**Set task A:** List every company that the passage on privacy enforcement names.
**Set task B:** Copy the passage on privacy enforcement word for word, from "It was less" up to and including "regulatory enforcement toolkit.".
**Set task C:** Write the next part of the passage on privacy enforcement, starting after its last sentence.

**Passage:**
※ ※ ※
We had a couple strong summer storms blow through here this week. One hit the office during the day — we grimaced as marble-sized hail bounced off the roofs of cars in the parking lot — and part of the same storm snapped in half a wide swath of trees at a golf course nearby. Originally from the Midwest, I have always been fascinated by thunderstorms — specifically, how a day can change from calm and sunny to dark and stormy and back again in the matter of an afternoon. The swiftness with which the weather changes reminded me of the privacy space the past few weeks.

It was less than a month ago that the U.K. ICO announced its intent to fine British Airways and Marriott what were then record privacy and security fines for violations of the GDPR. Little more than two weeks later, the profession started to measure fines in billions rather than millions when the FTC announced its settlement with Facebook, and Equifax agreed to settle claims stemming from its 2017 security incident for an amount large enough to be measured as a fraction of a billion dollars. Then this week, that Equifax settlement drew ire from the public because the amount set aside for consumers who opted for cash payments appears to have been insufficient to meet the number of claims.

In the matter of a month, we saw regulatory enforcement at its most aggressive and then immediately received an example indicative of a common critic of the current regulatory enforcement toolkit.

Add to the mix a U.S. Securities and Exchange Commission settlement and fine with Facebook that found fault with the company’s risk disclosures in its regular SEC filings as they pertain to data misuse, the expectation that additional significant GDPR fines from European DPAs will be announced yet this summer and continued CCPA amendment activity (among increased state interest in privacy legislation) and privacy enforcement starts to look like a volatile weather pattern. It is a pattern that has been the norm since last year when the GDPR had just gone into effect six weeks before the CCPA changed the landscape of privacy in the U.S. (Related, if you want to contribute to industry understanding of CCPA readiness, please participate in our CCPA readiness survey.)
※ ※ ※
**Supplied data:**
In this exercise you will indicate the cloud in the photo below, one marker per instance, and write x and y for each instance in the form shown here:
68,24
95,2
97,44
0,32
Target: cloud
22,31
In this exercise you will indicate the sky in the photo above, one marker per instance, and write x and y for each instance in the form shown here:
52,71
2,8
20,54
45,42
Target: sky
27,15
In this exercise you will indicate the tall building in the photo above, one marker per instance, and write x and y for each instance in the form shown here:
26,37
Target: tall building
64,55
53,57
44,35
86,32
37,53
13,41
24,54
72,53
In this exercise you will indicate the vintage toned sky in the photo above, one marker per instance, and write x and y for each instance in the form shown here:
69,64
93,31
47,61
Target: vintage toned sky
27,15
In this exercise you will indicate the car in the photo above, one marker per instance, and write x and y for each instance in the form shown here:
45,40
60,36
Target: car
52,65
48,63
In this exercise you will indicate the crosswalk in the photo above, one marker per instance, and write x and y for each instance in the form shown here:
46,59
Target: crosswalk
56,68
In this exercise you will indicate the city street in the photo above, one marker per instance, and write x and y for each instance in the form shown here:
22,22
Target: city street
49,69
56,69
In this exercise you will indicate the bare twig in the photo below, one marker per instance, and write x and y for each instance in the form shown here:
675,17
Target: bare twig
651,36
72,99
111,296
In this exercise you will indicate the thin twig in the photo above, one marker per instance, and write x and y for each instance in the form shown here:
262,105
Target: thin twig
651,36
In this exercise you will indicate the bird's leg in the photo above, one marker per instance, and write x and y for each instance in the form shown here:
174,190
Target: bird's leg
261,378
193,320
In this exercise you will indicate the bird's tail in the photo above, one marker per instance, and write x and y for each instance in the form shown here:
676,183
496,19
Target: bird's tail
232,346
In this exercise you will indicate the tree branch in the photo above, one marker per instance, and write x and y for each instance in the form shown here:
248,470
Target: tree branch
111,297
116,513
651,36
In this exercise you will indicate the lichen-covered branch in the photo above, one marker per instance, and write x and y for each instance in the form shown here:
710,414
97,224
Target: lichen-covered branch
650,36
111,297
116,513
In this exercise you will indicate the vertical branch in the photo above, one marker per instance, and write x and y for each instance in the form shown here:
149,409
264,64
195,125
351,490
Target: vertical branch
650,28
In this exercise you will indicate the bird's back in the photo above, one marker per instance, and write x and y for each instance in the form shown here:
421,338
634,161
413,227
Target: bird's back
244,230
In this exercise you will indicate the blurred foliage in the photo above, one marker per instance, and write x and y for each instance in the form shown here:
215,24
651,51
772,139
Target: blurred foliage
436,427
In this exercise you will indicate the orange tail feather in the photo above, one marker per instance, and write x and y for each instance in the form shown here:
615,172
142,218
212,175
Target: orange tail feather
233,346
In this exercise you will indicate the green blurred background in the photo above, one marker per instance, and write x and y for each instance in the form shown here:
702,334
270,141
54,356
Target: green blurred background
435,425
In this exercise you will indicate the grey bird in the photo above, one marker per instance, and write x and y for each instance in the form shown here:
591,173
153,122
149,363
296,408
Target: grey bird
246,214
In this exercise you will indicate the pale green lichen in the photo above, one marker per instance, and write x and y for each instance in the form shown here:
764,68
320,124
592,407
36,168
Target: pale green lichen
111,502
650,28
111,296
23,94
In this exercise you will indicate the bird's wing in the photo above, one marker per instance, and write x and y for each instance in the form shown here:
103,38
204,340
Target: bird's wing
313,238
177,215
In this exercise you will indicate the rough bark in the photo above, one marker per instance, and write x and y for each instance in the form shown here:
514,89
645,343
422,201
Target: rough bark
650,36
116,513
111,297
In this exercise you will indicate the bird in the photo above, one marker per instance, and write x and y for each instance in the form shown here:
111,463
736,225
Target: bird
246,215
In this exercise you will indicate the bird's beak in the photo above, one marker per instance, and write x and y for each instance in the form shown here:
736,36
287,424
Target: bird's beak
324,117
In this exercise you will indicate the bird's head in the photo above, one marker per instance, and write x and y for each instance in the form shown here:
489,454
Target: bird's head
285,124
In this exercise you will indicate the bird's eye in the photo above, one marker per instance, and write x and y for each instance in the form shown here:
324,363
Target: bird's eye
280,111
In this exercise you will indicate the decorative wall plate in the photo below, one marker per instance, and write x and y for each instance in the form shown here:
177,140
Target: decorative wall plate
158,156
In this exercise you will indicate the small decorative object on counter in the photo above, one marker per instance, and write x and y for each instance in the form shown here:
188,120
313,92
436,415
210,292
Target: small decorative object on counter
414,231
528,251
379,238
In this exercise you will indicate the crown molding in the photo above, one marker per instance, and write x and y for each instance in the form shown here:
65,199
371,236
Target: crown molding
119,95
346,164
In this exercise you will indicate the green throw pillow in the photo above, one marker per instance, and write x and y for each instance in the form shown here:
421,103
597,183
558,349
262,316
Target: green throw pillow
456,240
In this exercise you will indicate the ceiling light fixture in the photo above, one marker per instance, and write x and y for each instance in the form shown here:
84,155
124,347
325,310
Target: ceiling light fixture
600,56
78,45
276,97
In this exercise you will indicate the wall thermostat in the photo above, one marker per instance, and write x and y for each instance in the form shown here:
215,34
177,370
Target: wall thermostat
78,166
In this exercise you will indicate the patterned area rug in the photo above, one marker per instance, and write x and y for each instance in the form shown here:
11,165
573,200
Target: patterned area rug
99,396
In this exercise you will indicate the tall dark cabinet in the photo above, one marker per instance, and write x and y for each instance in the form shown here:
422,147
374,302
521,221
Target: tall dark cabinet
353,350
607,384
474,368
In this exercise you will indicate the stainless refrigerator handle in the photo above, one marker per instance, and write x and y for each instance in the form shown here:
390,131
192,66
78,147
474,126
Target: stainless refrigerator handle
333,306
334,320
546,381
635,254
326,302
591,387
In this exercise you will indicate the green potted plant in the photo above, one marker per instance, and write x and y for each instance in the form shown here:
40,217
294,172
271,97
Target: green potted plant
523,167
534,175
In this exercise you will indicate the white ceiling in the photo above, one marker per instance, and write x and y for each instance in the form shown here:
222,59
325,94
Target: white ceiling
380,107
※ ※ ※
**Final result A:** British Airways, Marriott, Facebook, Equifax

**Final result B:**
It was less than a month ago that the U.K. ICO announced its intent to fine British Airways and Marriott what were then record privacy and security fines for violations of the GDPR. Little more than two weeks later, the profession started to measure fines in billions rather than millions when the FTC announced its settlement with Facebook, and Equifax agreed to settle claims stemming from its 2017 security incident for an amount large enough to be measured as a fraction of a billion dollars. Then this week, that Equifax settlement drew ire from the public because the amount set aside for consumers who opted for cash payments appears to have been insufficient to meet the number of claims.

In the matter of a month, we saw regulatory enforcement at its most aggressive and then immediately received an example indicative of a common critic of the current regulatory enforcement toolkit.

**Final result C:**
I, for one, am curious to see how businesses approach privacy compliance over the next couple years. The FTC and SEC settlements with Facebook clearly place privacy practices in the laps of the board of directors and the C-suite, and as fine amounts increase more, attention must be paid to internal and external data practices.

I will never be one to characterize privacy, data protection and security enforcement as a competition — every jurisdiction has independent motivations — but you are forgiven if you have whiplash from looking at either side of the Atlantic to determine where the center of enforcement authority is at the moment. It sets up an interesting dichotomy going forward: as Europe, with a mature and well-developed framework for data protection enforcement, and the U.S., where traditional consumer protection institutions and new legislation own the day, both navigate a field that has become increasingly complex and important to modern society. If you are part of a large multinational company, your organization has long faced the need to prioritize limited resources for compliance with disparate global regulations, but it is increasingly apparent that those challenges are no longer reserved for the largest and most geographically diverse companies: data practices are front and center in the U.S.

I am not a meteorologist, but it seems more likely than not that another storm or two will roll through and bring a new wrinkle to the enforcement playbook before the atmosphere stabilizes and privacy professionals have the benefit of hindsight to craft a coherent strategy for compliance.

Until then, I hope the actual weather outside your door is 75 and sunny.